[Opening The data section]
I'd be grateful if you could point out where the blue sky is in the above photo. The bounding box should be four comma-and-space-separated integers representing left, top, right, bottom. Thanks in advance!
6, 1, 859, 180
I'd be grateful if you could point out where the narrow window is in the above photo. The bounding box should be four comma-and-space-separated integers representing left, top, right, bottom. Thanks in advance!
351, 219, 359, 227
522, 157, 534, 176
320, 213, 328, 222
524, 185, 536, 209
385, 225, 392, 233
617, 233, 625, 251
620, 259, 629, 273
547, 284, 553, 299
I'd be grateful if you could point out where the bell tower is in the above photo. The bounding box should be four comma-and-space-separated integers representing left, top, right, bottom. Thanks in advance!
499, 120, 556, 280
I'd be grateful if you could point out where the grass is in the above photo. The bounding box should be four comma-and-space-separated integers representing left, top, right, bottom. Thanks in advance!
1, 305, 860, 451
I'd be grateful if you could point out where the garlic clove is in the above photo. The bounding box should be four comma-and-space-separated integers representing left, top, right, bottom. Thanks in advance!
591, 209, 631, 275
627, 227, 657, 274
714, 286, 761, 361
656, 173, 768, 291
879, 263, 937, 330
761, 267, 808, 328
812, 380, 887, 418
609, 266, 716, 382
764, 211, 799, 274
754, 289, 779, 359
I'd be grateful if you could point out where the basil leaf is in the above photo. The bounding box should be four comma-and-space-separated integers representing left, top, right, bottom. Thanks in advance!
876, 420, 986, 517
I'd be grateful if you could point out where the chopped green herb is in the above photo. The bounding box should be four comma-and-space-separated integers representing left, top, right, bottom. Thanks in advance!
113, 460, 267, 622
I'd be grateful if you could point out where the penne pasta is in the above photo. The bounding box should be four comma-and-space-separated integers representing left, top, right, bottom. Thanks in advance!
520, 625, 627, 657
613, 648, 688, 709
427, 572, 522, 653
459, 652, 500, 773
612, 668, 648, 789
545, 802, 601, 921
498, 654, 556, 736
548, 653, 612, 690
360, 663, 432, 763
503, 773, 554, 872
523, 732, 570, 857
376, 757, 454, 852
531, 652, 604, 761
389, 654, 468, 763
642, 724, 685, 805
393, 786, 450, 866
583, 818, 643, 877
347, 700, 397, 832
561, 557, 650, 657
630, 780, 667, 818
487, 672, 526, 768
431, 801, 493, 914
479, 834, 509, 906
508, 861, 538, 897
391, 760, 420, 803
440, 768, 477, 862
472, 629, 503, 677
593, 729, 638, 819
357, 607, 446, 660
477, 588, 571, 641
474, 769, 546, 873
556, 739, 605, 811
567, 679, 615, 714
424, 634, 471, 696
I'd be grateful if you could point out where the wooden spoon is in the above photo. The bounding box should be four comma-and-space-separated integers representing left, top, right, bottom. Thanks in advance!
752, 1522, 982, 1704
[Closing The data section]
- **Assigned task**:
The material above should be returned exactly, in full.

- **Final answer**:
I'd be grateful if you could point out where the blue sky is in the above photo. The bounding box should be four comma-and-space-separated integers representing left, top, right, bottom. Thanks in advance!
6, 1, 859, 180
I'd be grateful if you could point out where the narrow window is in the above photo. The bounding box should be four comma-and-space-separated integers representing left, top, right, bottom. Thanks in advance!
351, 219, 359, 227
522, 157, 534, 176
320, 213, 328, 222
524, 185, 536, 209
385, 225, 392, 233
617, 233, 625, 251
620, 259, 629, 273
547, 284, 553, 299
I'd be grateful if you could point out where the bell tower is in the above photo. The bounding box should be four comma-and-space-separated integers representing left, top, right, bottom. Thanks in advance!
499, 120, 556, 280
I'd be grateful if you could point out where the grass is in the above photo. The bounding box should be four comma-and-space-separated integers representing left, top, right, bottom. Thanks in advance!
1, 305, 860, 451
I'd be grateful if you could point out where the garlic clove is in the above photo. The bounding box should be four comma-and-space-separated integers representing left, top, right, bottom. Thanks in advance!
591, 209, 631, 275
627, 227, 657, 274
714, 286, 761, 361
656, 173, 768, 291
879, 263, 937, 330
761, 267, 808, 328
812, 380, 887, 418
609, 266, 716, 382
764, 211, 799, 274
754, 289, 779, 359
I'd be grateful if you could point out where the basil leaf is in the above photo. The bounding box should be four comma-and-space-separated integers representing left, top, right, bottom. Thanks in advance!
876, 420, 986, 517
I'd be grateful if you could point out where the chopped green herb is in the above photo. The bounding box should be four comma-and-space-separated integers representing left, top, right, bottom. Thanks in advance!
113, 460, 267, 622
I'd be grateful if you could point out where the penne pasta is in the above photo. The bounding box should be four comma-and-space-separated integers representing left, top, right, bottom. Thanks in advance!
520, 625, 627, 657
613, 648, 688, 709
427, 572, 522, 653
459, 652, 500, 773
612, 668, 648, 789
545, 802, 601, 921
498, 654, 556, 736
548, 653, 612, 690
360, 663, 432, 763
503, 773, 554, 872
523, 732, 570, 857
376, 757, 454, 852
531, 652, 604, 761
389, 654, 468, 763
642, 724, 685, 805
393, 786, 450, 866
583, 818, 643, 877
347, 700, 397, 832
561, 557, 650, 657
630, 780, 667, 818
487, 672, 526, 768
431, 801, 493, 914
479, 834, 509, 906
508, 861, 538, 897
391, 760, 420, 803
440, 768, 477, 862
472, 629, 503, 677
593, 729, 638, 819
357, 607, 446, 660
477, 588, 571, 641
474, 769, 546, 873
556, 739, 605, 811
567, 679, 615, 714
424, 634, 471, 696
I'd be grateful if you could point out where the wooden spoon is in the above photo. The bounding box should be four comma-and-space-separated integers representing left, top, right, bottom. Thanks in advance!
752, 1522, 982, 1704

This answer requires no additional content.